Task details: Return each line of the data below that contains the word "bicycle".

Listing:
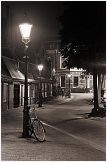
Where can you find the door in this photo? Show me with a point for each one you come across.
(16, 95)
(75, 81)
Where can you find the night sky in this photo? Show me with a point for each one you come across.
(43, 15)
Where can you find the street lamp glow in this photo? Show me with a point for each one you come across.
(69, 75)
(25, 29)
(40, 67)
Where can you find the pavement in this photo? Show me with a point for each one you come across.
(14, 147)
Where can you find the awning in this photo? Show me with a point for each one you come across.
(14, 71)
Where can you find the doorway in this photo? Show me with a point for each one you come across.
(16, 95)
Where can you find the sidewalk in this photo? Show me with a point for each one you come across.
(13, 147)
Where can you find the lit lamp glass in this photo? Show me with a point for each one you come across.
(69, 75)
(25, 29)
(40, 67)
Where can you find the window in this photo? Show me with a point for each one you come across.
(5, 92)
(52, 46)
(62, 81)
(61, 62)
(75, 81)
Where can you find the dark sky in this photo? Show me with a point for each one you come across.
(43, 15)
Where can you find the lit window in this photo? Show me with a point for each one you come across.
(62, 81)
(61, 62)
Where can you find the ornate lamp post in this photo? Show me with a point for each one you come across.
(40, 68)
(69, 76)
(25, 29)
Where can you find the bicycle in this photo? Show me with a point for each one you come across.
(35, 126)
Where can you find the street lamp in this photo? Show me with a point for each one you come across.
(25, 29)
(69, 76)
(40, 68)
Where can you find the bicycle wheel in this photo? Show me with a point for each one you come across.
(38, 130)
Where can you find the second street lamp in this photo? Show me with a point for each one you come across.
(69, 76)
(25, 29)
(40, 68)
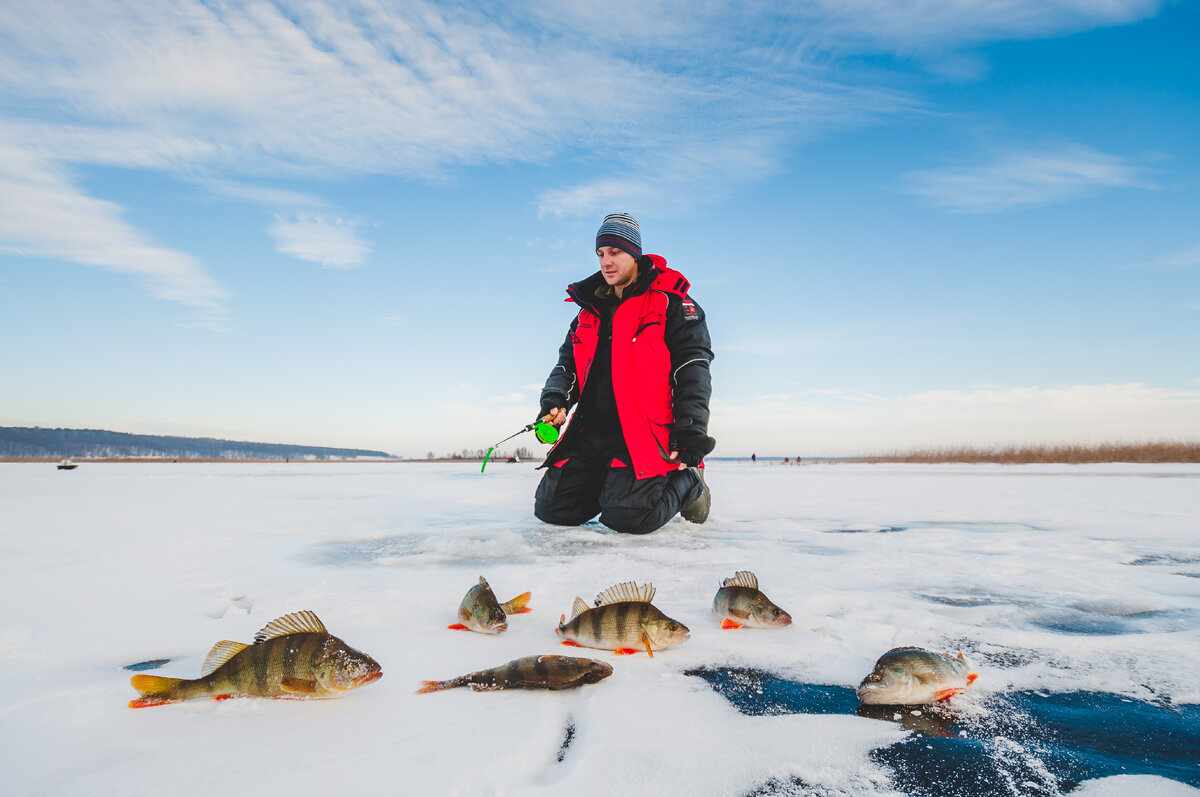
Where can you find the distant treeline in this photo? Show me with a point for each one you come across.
(31, 443)
(1067, 454)
(522, 453)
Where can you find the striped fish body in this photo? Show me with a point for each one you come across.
(480, 611)
(739, 603)
(293, 657)
(913, 676)
(529, 672)
(622, 624)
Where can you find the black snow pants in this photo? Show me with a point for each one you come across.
(585, 487)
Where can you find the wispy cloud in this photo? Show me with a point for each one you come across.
(1186, 259)
(1021, 179)
(330, 241)
(235, 91)
(43, 214)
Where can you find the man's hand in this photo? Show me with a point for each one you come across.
(552, 411)
(555, 415)
(689, 445)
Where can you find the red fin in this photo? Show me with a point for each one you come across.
(147, 702)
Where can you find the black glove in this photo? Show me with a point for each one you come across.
(691, 442)
(550, 402)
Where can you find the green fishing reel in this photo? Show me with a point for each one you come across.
(545, 433)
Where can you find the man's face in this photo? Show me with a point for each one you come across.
(618, 267)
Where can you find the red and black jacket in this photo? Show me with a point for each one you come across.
(660, 365)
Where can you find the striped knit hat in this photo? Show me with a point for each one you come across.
(621, 231)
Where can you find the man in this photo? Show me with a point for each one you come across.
(635, 366)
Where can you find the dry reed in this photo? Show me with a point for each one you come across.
(1059, 454)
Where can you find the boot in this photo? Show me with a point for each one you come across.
(697, 510)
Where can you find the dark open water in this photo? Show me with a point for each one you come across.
(1023, 743)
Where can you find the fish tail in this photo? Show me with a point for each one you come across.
(517, 605)
(155, 690)
(437, 685)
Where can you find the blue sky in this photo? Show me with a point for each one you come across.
(910, 223)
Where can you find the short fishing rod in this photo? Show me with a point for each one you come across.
(543, 431)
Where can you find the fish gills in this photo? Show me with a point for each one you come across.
(741, 603)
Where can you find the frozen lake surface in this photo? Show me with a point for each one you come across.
(1073, 591)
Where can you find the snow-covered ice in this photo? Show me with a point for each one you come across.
(1053, 580)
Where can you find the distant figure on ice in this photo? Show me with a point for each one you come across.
(635, 366)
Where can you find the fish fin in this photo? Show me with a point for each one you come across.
(435, 685)
(517, 605)
(627, 592)
(154, 690)
(299, 684)
(295, 623)
(742, 579)
(221, 653)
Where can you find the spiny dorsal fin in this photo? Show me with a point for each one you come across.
(221, 653)
(627, 592)
(742, 579)
(295, 623)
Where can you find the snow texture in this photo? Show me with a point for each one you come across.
(1049, 579)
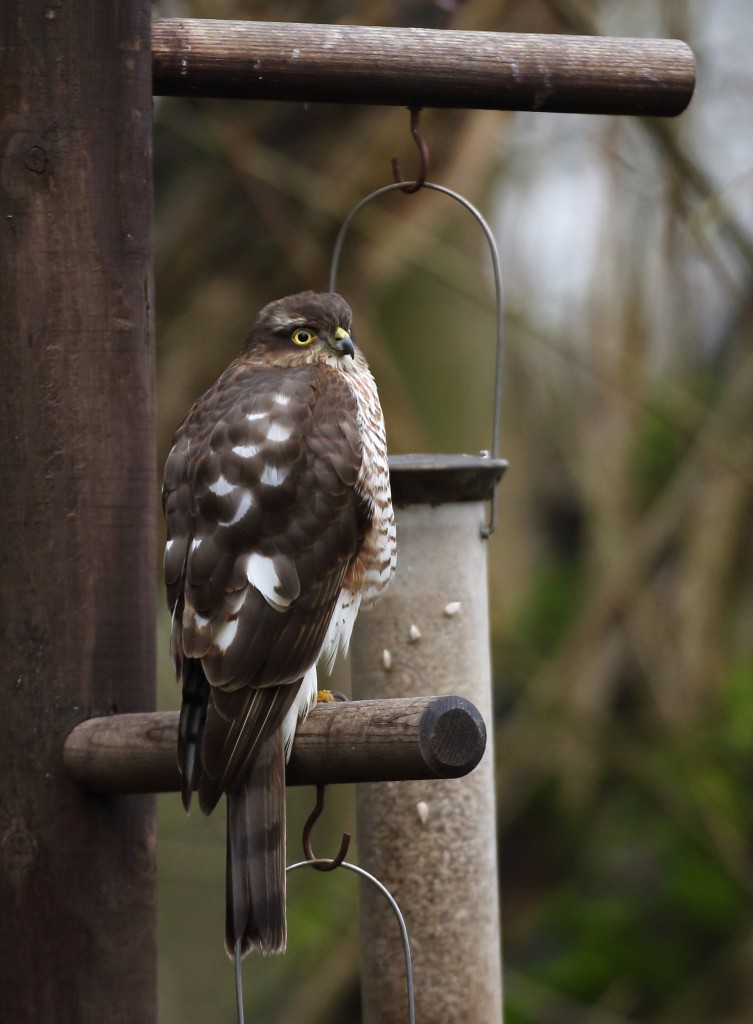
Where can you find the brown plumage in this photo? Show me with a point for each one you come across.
(279, 527)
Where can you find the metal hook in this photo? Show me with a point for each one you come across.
(423, 150)
(489, 527)
(314, 860)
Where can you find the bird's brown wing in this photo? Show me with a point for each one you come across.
(263, 519)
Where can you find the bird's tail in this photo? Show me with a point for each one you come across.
(255, 894)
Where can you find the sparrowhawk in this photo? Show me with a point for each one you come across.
(280, 526)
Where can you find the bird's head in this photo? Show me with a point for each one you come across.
(309, 327)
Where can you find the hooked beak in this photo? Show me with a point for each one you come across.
(342, 343)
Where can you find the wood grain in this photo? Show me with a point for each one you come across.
(358, 741)
(77, 464)
(339, 64)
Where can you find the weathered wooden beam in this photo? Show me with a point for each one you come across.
(358, 741)
(78, 470)
(345, 64)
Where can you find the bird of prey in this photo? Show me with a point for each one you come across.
(280, 526)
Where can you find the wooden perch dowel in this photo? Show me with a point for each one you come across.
(357, 741)
(340, 64)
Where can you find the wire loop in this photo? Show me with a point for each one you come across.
(491, 523)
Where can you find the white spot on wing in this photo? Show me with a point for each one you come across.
(279, 433)
(274, 475)
(243, 507)
(340, 628)
(246, 451)
(305, 699)
(221, 486)
(226, 635)
(261, 573)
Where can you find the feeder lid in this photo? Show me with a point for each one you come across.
(436, 479)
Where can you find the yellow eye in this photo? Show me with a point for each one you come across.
(302, 336)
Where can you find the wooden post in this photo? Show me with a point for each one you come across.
(77, 465)
(432, 844)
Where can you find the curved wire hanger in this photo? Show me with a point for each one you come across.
(413, 186)
(327, 865)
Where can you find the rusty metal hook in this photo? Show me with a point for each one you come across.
(318, 862)
(423, 150)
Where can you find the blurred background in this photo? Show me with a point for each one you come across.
(621, 574)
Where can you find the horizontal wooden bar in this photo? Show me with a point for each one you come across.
(354, 741)
(345, 64)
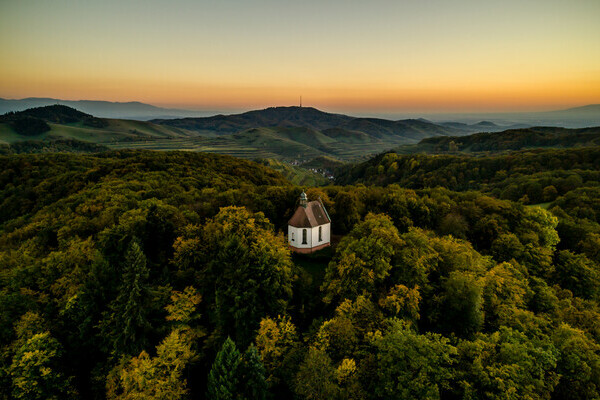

Correct answer:
Where can you find the bicycle in this photo? Show me with a point for each one you come across.
Where can you find the bicycle wheel in this photo? Show me with a point for each one you come across.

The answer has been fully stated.